DATA SHOWN
+===+

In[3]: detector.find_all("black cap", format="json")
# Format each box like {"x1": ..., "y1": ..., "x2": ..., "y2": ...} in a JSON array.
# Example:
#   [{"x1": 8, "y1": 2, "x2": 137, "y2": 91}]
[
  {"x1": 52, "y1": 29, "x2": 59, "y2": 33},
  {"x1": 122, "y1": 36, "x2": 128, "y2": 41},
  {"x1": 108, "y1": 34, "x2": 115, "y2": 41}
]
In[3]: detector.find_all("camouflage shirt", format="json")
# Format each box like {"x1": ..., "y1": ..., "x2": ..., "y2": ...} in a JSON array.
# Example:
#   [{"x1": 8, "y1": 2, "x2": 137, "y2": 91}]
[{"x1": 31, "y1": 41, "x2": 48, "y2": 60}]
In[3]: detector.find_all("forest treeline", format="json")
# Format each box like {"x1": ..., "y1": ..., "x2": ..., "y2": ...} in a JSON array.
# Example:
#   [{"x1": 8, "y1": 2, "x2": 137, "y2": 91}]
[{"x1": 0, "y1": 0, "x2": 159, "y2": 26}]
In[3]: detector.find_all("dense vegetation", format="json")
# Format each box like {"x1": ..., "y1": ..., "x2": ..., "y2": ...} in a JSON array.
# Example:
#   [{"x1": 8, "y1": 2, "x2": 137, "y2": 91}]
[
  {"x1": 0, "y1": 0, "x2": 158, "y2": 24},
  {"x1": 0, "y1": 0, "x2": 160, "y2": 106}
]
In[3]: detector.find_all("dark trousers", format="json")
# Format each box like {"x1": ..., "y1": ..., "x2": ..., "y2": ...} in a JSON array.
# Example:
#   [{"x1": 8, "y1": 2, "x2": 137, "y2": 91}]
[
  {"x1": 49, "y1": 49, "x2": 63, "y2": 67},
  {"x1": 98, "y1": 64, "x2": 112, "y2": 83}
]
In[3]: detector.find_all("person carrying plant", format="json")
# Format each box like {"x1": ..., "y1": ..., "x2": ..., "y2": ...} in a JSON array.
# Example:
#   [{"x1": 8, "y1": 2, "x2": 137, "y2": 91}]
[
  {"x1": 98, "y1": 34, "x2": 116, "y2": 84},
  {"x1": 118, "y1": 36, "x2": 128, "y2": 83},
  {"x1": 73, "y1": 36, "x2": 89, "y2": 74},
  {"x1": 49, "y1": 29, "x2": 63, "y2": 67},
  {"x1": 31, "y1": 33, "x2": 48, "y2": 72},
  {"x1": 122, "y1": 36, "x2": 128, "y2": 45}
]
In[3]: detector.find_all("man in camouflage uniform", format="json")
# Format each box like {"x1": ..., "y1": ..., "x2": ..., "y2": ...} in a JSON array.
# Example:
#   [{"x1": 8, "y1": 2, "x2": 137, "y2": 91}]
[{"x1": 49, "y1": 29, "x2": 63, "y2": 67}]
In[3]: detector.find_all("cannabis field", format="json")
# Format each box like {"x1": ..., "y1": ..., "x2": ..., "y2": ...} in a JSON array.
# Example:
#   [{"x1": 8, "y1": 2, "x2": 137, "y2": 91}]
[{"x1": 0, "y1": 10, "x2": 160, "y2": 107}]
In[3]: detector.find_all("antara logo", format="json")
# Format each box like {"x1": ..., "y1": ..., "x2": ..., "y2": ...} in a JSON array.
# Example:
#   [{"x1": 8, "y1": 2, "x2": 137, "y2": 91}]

+===+

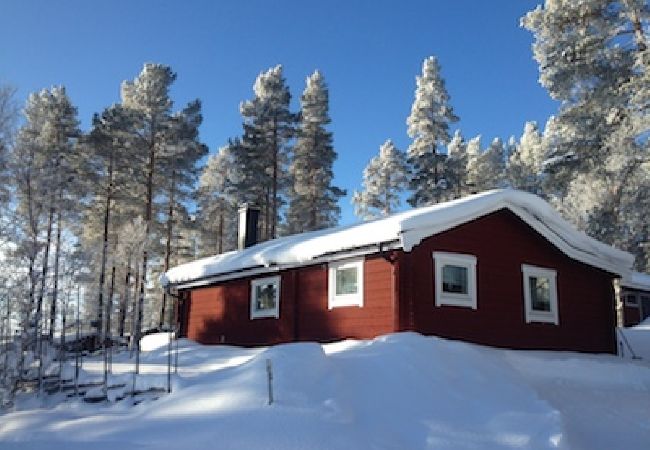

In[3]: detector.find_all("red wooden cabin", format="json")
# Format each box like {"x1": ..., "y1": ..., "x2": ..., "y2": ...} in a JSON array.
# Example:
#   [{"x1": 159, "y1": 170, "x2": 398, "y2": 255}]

+===+

WHAT TO PRODUCE
How many of the lines in the material hold the word "detector"? Give that number alone.

EXERCISE RESULT
10